Article:
# Looking for reputable breeder in Northern New Jersey



## Pamm14 (May 29, 2010)

Hello everyone: This is my first post here although I have been a lurker for many years. We lost our 11-1/2 year old baby boy 2 months ago; it has been hell to say the least. I am beginning to think about adopting another and have been doing quite a bit of research. This topic has probably been rehashed over and over but my search revealed some posts are quite old so I though I would ask.

Has anyone had any experience with Regis Prado Maltese in Jersey City? I believe they were located in Manhattan a few years ago. I took the advice of many of you here on this forum and went to the Maltese Association website but there are only two breeders noted; I reached out to Castleford but received no response.

Any advice/help would be greatly appreciated. 
Thank you


----------



## Mia321 (Aug 8, 2021)

Good Morning, 
I am so sorry for your loss as I know how hard it is. I don't know anything about Regis Prado Maltese in Jersey City. I live in NJ and researched breeders in the tri state area. Not sure if you would consider going out of state but I ended up adopting Mia from a breeder in Connecticut.


----------



## Lark (May 7, 2020)

Task objective: In the forum thread about finding a breeder in Northern New Jersey, why does Pamm14 post a question on a topic that has probably been discussed many times before? Explain in one to three sentences.

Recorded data
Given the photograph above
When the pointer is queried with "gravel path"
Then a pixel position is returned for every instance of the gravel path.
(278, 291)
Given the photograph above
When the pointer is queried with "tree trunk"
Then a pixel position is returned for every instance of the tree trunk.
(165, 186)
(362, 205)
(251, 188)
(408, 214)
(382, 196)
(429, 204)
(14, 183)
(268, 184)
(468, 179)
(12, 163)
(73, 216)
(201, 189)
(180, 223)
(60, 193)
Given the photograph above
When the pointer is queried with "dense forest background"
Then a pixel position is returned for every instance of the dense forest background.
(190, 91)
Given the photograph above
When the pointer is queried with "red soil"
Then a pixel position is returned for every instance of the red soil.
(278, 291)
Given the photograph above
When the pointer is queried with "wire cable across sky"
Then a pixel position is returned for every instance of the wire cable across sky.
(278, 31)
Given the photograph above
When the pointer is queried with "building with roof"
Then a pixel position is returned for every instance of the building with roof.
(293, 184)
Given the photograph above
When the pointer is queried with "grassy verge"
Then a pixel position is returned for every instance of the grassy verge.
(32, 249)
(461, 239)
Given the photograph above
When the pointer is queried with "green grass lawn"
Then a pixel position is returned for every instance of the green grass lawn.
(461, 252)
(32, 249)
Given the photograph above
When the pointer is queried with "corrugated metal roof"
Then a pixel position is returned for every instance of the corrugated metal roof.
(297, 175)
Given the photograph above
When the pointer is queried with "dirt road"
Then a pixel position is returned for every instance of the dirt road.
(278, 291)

* * *

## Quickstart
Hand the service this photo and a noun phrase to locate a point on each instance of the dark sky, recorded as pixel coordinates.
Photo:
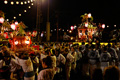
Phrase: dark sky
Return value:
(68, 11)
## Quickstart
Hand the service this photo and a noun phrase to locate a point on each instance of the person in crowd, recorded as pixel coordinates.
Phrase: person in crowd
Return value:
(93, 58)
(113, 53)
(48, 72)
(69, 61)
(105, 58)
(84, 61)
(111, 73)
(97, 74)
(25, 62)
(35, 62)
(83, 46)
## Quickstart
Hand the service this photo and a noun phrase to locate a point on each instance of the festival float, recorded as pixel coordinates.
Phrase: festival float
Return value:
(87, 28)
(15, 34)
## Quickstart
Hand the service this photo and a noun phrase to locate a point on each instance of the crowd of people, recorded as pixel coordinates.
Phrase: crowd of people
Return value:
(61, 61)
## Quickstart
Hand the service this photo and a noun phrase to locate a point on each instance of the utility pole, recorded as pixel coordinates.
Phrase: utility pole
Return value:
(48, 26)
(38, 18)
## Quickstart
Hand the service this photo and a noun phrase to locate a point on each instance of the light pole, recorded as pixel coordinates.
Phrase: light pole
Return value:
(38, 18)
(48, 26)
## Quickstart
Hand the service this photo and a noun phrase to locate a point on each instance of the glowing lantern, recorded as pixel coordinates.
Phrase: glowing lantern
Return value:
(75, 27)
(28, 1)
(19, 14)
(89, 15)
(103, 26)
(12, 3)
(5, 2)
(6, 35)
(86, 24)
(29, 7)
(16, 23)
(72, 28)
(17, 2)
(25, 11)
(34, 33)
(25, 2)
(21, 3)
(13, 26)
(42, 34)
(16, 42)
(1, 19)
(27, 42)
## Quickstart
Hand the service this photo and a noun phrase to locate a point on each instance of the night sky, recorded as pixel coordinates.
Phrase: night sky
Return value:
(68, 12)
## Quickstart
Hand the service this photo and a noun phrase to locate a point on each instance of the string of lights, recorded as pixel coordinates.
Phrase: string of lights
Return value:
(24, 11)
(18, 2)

* * *

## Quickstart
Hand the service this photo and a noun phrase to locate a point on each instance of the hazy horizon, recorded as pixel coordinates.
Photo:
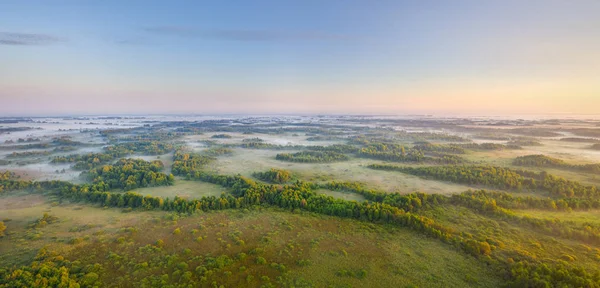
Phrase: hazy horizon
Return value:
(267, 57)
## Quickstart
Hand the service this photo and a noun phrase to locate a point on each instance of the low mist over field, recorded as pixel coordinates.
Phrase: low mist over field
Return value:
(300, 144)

The result: Pamm14's own search showed that some of the existing posts on the topic were quite old. For that reason, Pamm14 decided to ask again.